PAGE TEXT section start

Report outlines security unit hazing, assault
Posted : Monday Oct 5, 2009 6:03:31 EDT
A naked female sailor was handcuffed to a bed rack and forced to role-play an angry lesbian spat with another woman — all while being videotaped by other sailors.
A dog handler who refused to visit a prostitute was duct-taped and locked in a kennel full of dog feces.
A female sailor alleged that she was sexually assaulted by another sailor, but it was never reported up the chain of command.
In all, a Judge Advocate General Manual investigation found 93 incidents involving hazing and other improper behavior in the Military Working Dog Division at Naval Support Activity Bahrain in 2005 and 2006.
Despite it all, the chief in charge of the kennel was promoted, and the investigation into the matter sat on the shelf, with no apparent discipline for anyone in a leadership role.
That all changed in early September, when a former member of the unit went public with allegations of abuse. Now, the Navy’s top officer wants a report on why no one has been held accountable for what happened.
“This was an anomaly,” said Rear Adm. David Mercer, commander of Navy Region Europe, Africa and Southwest Asia, which oversees NSA Bahrain. “This was a unit that was improperly led, and apparently the leadership was allowing things to occur — and in some cases encouraging things to occur — that were absolutely unacceptable.

PAGE TEXT section end

*WHAT IS BEING ASKED*
Copy out the full article on hazing in the Navy's Bahrain military working dog unit, word for word and with no changes.

STORED DATA section start

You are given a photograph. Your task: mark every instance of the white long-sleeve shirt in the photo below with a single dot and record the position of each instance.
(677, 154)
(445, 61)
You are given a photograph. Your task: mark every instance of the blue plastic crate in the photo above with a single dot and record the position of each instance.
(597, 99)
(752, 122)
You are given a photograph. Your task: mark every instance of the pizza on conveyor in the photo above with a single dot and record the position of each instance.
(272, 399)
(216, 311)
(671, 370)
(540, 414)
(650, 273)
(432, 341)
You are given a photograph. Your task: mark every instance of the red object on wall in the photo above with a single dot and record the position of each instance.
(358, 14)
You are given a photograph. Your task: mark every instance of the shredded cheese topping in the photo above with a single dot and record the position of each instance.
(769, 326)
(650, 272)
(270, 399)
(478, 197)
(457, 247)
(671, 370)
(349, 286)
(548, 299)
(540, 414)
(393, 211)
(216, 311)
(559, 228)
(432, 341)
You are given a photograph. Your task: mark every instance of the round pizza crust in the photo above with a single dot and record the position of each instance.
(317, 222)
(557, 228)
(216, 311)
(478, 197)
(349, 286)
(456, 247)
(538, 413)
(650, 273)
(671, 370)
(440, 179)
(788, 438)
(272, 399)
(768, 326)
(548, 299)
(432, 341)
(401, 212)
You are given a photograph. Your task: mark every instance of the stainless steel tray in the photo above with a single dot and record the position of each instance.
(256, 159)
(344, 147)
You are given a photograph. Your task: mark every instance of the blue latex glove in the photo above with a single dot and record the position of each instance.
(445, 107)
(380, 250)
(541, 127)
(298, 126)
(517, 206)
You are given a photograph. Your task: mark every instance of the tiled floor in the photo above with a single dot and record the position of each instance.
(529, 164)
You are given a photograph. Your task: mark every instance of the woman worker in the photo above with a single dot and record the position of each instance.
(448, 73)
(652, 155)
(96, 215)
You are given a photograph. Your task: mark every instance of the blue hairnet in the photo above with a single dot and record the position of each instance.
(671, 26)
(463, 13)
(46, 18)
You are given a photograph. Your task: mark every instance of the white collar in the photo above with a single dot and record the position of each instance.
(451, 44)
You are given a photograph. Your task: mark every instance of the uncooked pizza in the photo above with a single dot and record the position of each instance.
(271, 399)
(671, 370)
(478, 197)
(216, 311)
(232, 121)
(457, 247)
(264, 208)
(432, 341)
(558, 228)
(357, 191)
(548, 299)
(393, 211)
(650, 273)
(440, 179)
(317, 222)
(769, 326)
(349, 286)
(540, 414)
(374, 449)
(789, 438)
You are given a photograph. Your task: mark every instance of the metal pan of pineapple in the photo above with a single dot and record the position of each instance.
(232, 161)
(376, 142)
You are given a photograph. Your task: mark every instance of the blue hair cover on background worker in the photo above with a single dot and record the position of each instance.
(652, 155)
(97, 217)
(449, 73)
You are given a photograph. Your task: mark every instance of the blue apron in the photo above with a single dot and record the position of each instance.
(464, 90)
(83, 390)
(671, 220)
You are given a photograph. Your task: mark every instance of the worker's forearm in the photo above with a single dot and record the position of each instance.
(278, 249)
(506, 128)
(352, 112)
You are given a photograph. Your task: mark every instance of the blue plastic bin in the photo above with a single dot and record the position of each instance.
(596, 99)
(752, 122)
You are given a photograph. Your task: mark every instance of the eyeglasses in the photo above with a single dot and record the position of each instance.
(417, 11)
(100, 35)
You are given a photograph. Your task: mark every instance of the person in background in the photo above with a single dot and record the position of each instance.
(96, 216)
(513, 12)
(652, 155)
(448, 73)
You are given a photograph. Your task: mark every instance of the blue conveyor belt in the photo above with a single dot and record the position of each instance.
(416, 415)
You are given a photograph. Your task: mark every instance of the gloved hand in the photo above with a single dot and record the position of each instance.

STORED DATA section end

*RESULT OF THE EXERCISE*
Report outlines security unit hazing, assault
Posted : Monday Oct 5, 2009 6:03:31 EDT
A naked female sailor was handcuffed to a bed rack and forced to role-play an angry lesbian spat with another woman — all while being videotaped by other sailors.
A dog handler who refused to visit a prostitute was duct-taped and locked in a kennel full of dog feces.
A female sailor alleged that she was sexually assaulted by another sailor, but it was never reported up the chain of command.
In all, a Judge Advocate General Manual investigation found 93 incidents involving hazing and other improper behavior in the Military Working Dog Division at Naval Support Activity Bahrain in 2005 and 2006.
Despite it all, the chief in charge of the kennel was promoted, and the investigation into the matter sat on the shelf, with no apparent discipline for anyone in a leadership role.
That all changed in early September, when a former member of the unit went public with allegations of abuse. Now, the Navy’s top officer wants a report on why no one has been held accountable for what happened.
“This was an anomaly,” said Rear Adm. David Mercer, commander of Navy Region Europe, Africa and Southwest Asia, which oversees NSA Bahrain. “This was a unit that was improperly led, and apparently the leadership was allowing things to occur — and in some cases encouraging things to occur — that were absolutely unacceptable.